#### [Text segment]
═══
In addition to Lutchman’s psychological vulnerability, the FBI informant known as CS-2 played a main role in the financing and organization of the plot. (“CS” stands for “confidential source,” or a paid informant.) Omar Lutchman claims that the alleged plot would not have taken form without federal involvement, saying, “We just believe that he was influenced.”
Three FBI informants pressured Emanuel Lutchman at every turn. When one of the informants, CS-3, pulled out of the operation on December 29 at the FBI’s request, Lutchman texted CS-2, “In a way I was thinking about stopping the operation cuz [sic] I was trusting [CS-3] and at the last of our moment [sic] he decided to pull out.” According the affidavit CS-2 encouraged Lutchman, telling him “not to let CS-3’s backing out of the operation upset him.”
Lutchman is alleged to have had contact with an individual overseas who claimed to be an ISIS member in Syria. The affidavit does not claim that this individual gave any specific orders to Lutchman, nor does it identify this individual, their allegiance or specific location, leaving the possibility open that they are also involved with American intelligence.
═══
Saved entries
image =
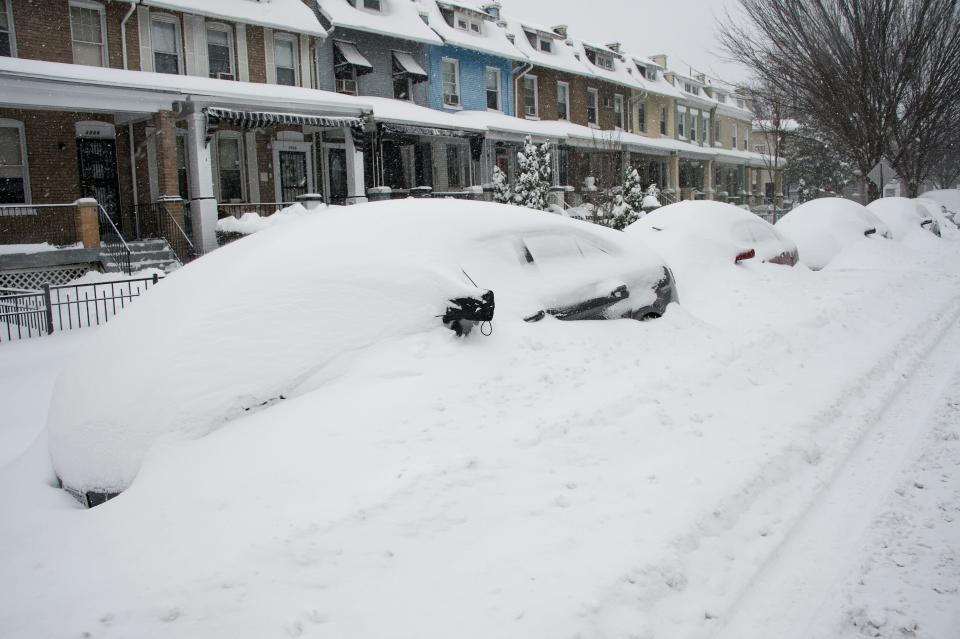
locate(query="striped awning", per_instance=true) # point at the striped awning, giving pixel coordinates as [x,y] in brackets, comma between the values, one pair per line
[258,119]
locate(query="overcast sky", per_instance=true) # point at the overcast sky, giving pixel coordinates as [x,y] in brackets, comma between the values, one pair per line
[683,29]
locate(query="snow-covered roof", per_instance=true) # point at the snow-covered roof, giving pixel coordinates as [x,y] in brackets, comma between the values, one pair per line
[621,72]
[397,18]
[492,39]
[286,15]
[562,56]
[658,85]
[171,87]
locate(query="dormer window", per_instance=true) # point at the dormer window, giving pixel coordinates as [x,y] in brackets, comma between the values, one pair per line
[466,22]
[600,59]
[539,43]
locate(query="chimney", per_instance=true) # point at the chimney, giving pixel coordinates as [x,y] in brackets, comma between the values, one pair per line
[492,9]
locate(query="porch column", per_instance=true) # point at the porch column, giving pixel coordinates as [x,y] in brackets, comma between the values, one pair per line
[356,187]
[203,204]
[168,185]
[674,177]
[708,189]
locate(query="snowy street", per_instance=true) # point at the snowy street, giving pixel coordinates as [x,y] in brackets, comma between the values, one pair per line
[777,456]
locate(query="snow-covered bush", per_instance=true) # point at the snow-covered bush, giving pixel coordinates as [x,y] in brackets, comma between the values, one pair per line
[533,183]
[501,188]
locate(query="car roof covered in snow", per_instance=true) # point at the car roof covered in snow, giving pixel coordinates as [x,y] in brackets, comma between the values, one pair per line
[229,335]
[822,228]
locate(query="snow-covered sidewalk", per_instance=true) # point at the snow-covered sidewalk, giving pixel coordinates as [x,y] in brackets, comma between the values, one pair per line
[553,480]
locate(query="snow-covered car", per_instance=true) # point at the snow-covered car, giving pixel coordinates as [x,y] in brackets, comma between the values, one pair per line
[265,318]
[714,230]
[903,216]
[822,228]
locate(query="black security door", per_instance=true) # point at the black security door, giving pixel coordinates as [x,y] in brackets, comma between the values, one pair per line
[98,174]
═══
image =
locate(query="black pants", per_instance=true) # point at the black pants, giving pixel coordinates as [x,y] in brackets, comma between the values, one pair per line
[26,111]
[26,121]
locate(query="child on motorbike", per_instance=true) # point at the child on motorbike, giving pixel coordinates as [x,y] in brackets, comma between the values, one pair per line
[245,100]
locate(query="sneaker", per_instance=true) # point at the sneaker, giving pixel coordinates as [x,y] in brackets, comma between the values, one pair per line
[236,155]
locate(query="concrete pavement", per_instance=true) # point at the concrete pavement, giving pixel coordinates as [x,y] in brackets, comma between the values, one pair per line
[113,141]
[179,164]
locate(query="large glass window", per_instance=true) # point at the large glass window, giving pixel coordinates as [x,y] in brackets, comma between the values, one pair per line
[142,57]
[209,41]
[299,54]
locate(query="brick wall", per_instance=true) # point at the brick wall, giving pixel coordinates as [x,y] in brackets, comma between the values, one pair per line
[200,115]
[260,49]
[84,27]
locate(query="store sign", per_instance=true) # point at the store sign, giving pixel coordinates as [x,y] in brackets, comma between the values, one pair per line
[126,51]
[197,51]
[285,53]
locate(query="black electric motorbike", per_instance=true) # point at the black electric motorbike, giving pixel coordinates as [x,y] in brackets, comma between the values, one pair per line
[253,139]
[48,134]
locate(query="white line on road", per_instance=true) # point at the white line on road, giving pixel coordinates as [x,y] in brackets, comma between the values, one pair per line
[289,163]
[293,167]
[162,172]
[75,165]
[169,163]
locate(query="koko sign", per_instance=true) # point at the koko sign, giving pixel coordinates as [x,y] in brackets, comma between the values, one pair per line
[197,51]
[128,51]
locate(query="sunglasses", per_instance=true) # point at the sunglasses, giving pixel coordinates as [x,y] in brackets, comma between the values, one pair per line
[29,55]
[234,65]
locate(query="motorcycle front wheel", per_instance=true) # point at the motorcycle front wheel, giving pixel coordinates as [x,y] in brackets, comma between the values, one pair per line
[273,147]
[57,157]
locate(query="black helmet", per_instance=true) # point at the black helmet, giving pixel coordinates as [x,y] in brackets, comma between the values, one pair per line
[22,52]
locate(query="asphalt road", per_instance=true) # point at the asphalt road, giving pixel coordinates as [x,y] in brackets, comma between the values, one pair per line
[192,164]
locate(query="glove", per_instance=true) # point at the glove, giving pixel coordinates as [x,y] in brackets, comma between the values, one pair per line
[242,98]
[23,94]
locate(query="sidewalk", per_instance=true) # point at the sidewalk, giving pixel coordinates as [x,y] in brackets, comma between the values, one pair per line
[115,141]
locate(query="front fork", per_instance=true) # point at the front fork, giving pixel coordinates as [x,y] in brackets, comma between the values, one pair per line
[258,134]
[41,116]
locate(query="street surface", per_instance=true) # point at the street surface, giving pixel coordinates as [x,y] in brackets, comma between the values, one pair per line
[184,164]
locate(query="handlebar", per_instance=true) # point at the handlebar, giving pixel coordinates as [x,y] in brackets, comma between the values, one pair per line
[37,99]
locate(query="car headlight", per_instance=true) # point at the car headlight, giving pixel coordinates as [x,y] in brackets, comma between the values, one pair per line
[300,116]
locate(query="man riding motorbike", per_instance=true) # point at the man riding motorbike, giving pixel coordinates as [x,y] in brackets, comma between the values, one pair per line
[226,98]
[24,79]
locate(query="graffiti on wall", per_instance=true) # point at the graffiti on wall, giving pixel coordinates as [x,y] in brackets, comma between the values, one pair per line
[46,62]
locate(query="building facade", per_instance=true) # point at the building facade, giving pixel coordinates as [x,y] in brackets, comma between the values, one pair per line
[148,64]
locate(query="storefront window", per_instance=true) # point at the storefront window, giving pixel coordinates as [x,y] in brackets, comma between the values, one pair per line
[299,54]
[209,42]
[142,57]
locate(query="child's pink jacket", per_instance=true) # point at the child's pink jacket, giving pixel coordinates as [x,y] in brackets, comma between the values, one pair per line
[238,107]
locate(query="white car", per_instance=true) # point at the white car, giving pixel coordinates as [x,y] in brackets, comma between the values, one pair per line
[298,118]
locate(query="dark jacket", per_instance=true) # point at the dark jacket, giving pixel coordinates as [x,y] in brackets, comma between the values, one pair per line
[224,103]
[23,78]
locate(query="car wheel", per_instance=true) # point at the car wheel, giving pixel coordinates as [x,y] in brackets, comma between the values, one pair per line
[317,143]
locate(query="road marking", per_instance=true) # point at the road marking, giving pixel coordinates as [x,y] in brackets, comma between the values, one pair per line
═══
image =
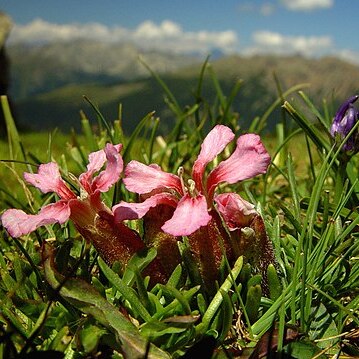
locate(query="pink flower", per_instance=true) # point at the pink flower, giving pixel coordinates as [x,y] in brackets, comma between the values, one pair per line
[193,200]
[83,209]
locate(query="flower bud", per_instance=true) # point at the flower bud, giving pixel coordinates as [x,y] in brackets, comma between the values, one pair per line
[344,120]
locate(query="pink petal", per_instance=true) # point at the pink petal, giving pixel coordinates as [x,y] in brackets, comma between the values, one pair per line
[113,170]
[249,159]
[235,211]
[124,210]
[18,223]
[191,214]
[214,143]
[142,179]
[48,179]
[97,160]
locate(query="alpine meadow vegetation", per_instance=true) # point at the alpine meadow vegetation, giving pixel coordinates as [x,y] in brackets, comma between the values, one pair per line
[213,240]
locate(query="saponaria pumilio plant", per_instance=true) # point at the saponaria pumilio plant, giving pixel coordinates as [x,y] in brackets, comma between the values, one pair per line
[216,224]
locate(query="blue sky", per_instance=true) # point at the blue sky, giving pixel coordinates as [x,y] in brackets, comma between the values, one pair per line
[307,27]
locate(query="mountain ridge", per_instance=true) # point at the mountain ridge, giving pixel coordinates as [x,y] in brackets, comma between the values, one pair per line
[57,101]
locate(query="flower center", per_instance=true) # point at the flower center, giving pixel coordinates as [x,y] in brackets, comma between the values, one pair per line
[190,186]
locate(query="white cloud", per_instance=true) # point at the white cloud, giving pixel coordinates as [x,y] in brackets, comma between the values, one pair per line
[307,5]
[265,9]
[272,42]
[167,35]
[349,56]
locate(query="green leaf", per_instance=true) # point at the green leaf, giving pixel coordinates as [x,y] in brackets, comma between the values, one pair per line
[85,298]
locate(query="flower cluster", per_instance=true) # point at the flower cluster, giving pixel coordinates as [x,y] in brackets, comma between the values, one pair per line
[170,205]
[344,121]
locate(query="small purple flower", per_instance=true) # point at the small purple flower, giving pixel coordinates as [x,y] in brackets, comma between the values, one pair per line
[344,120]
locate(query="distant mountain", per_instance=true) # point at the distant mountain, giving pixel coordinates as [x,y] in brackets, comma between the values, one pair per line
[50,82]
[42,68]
═══
#### [Tasks to perform]
1. Sum up the text about the Lutchman case in two sentences.
2. Resume the text about the Lutchman case, starting right after its last sentence.
The saved entries are separate material and have nothing to do with the text about the Lutchman case.

#### [Answers to the exercises]
1. FBI informants, above all CS-2, played a main role in financing and organizing the alleged plot, and they pressured Emanuel Lutchman throughout, with CS-2 urging him not to be upset when CS-3 pulled out at the FBI's request. Omar Lutchman believes the plot would not have taken form without federal involvement, and the affidavit does not identify the overseas contact who claimed to be an ISIS member in Syria.

2.
The credibility of the supposed plot is further undermined by the fact that Lutchman’s communications with this unidentified individual began between December 25 and 26—in other words, about five days before his arrest. As Democrat & Chronicle columnist David Andreatta notes, “When was the last time ISIL hatched a terror plot in five days with $40?”
This case has several parallels with an earlier case in Rochester last year, in which Mufid Elfgeeh, a 30-year-old food store owner, was also charged with giving “material support” to ISIS for attempting to send two informants to Syria. The FBI apparently even used at least one of the same informants, CS-2, in both cases.
A comparison published by the Democrat & Chronicle points out the similarities in the affidavits in the Lutchman and Elfgeeh cases. CS-2, identified as such in both documents, played a key role in planning the alleged crimes.
CS-2, like the other informants in this case, was compensated well; he had received at least $7,000 from the FBI before this investigation, and will likely receive thousands more for ensnaring Lutchman in the latest plot.
The World Socialist Web Site has reported extensively on numerous concocted terror plots over the last fifteen years, many of which constitute entrapment. Some of the most brazen federal orchestrations include the Newburgh Four case in 2009 and the so-called “JFK plot” in 2007.
A report published by Human Rights Watch and Columbia Law School’s Human Rights Institute noted that “in some cases the Federal Bureau of Investigation may have created terrorists out of law-abiding individuals by conducting sting operations that facilitated or invented the target’s willingness to act.”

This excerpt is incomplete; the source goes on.